=== What is expected ===
Reproduce verbatim the stretch of the records below from the line containing "Where can the spectator" through the line containing "(1112, 257)", including both of those lines.

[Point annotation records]
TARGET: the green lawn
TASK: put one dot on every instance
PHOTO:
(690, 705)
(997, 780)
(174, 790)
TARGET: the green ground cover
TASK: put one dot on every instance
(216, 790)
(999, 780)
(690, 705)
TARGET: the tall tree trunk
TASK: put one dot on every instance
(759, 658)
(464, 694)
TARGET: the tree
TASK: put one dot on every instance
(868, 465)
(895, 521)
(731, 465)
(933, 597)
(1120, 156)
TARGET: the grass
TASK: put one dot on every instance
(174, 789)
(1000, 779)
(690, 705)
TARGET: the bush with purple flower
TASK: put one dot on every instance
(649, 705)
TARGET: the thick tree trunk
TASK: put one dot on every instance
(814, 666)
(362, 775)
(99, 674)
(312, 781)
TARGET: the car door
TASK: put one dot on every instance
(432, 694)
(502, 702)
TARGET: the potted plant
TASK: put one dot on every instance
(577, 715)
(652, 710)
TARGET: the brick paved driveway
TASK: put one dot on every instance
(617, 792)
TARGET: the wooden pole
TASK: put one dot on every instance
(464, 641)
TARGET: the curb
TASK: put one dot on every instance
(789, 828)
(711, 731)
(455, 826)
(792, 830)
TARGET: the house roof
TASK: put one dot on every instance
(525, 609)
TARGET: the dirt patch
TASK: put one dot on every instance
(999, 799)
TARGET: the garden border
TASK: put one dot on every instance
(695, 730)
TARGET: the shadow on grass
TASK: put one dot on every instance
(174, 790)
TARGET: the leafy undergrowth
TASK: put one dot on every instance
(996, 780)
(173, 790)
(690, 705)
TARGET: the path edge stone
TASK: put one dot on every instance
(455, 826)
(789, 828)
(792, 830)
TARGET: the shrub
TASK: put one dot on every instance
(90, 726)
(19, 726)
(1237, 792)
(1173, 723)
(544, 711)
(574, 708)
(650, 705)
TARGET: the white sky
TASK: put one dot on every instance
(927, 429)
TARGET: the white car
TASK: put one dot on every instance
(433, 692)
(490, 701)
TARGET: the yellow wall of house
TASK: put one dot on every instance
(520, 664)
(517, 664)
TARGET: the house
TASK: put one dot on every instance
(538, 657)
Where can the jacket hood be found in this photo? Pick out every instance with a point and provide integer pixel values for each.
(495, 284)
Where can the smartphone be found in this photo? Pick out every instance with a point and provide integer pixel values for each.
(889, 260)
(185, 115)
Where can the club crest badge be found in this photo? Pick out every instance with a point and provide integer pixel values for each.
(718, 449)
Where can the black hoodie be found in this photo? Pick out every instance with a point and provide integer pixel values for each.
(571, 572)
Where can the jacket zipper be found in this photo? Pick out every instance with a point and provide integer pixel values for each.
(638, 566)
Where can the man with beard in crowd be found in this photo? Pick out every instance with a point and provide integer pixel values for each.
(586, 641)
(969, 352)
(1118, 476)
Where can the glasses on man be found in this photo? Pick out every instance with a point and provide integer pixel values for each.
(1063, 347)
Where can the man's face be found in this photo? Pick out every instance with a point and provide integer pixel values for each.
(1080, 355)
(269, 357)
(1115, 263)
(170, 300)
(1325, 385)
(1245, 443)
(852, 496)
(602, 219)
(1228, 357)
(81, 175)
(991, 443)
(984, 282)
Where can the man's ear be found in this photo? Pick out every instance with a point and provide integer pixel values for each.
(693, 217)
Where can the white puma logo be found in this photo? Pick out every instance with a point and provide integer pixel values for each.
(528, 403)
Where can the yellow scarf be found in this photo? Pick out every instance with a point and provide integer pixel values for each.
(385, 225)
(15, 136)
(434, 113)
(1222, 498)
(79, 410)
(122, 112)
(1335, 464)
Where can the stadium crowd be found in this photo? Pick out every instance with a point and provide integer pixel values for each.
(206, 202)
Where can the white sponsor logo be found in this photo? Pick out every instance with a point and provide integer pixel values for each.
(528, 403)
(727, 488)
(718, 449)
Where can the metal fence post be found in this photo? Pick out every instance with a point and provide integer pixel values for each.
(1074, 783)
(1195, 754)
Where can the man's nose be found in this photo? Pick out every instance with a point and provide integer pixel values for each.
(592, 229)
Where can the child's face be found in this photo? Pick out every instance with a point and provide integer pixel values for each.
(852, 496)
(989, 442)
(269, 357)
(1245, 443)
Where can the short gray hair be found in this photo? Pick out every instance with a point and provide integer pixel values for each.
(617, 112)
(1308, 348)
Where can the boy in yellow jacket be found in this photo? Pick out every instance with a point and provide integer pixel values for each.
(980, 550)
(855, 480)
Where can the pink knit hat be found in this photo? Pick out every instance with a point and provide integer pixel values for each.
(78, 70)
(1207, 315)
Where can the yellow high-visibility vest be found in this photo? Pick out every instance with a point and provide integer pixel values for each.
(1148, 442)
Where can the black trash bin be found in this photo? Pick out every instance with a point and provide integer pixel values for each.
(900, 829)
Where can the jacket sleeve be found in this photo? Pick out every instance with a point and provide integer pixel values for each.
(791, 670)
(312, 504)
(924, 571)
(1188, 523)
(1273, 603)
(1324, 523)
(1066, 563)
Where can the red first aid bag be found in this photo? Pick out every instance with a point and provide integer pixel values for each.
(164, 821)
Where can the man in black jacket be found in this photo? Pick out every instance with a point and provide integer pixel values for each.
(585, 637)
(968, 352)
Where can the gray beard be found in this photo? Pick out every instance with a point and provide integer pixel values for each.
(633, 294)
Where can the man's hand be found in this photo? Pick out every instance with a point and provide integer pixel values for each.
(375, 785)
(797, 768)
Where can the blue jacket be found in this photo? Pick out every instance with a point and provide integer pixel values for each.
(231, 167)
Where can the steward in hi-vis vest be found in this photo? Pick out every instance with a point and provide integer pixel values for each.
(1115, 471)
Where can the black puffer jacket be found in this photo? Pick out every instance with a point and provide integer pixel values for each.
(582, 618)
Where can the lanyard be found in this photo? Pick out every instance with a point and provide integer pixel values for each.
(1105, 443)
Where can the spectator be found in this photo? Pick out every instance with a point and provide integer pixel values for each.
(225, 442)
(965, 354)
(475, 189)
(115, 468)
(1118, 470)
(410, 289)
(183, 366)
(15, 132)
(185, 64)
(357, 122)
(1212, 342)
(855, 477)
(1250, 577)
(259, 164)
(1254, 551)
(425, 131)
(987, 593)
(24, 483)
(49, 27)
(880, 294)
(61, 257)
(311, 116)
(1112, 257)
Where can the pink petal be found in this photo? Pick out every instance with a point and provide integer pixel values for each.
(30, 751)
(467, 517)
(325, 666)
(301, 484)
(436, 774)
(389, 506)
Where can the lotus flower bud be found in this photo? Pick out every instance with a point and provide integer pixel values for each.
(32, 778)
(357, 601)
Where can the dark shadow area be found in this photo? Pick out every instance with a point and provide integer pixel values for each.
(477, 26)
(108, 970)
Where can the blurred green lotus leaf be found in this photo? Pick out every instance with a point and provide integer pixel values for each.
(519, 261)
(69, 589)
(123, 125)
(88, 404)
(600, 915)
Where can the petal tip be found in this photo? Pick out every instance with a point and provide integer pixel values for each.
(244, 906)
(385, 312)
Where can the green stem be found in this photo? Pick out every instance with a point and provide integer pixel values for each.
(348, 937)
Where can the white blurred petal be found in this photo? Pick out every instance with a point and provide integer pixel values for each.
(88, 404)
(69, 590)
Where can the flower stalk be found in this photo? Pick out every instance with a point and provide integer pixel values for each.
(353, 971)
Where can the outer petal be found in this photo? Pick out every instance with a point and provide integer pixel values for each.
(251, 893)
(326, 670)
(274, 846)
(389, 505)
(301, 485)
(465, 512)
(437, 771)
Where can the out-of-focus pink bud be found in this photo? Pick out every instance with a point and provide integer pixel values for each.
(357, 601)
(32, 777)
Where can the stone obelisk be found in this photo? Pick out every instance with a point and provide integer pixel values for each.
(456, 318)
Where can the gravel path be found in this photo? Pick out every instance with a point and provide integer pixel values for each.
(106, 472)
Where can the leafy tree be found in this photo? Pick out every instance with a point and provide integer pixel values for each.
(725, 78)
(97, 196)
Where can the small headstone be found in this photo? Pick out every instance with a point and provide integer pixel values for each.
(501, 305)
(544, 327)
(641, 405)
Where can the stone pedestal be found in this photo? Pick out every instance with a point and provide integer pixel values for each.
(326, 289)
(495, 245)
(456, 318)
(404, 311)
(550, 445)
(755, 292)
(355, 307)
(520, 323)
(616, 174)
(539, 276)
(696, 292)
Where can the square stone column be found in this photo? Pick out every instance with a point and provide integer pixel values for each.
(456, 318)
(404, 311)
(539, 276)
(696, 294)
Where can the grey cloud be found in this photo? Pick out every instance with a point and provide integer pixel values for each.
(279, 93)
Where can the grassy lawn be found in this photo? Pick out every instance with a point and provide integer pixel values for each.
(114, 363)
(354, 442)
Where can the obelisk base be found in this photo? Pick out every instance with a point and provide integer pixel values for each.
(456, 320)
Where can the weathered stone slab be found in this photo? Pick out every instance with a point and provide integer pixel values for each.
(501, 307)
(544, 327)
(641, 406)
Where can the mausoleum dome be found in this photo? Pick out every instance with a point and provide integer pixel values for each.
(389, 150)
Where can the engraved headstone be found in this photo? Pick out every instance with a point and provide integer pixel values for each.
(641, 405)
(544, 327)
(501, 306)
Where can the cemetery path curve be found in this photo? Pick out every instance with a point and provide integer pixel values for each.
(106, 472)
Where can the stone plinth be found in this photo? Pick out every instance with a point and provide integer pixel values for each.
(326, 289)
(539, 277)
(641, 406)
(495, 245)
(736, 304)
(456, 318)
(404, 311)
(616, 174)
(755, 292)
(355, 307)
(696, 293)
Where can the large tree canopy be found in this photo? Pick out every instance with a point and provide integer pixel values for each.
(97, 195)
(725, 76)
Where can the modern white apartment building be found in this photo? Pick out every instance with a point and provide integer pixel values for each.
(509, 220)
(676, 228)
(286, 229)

=== Final answer ===
Where can the spectator be found in this photo? Pick out every instance with a point and provide integer pixel values for each.
(225, 442)
(965, 354)
(475, 189)
(115, 468)
(1118, 470)
(410, 289)
(183, 366)
(15, 132)
(185, 64)
(357, 122)
(1212, 342)
(855, 477)
(1250, 577)
(259, 164)
(1254, 551)
(425, 131)
(987, 593)
(24, 483)
(49, 27)
(880, 294)
(61, 257)
(311, 116)
(1112, 257)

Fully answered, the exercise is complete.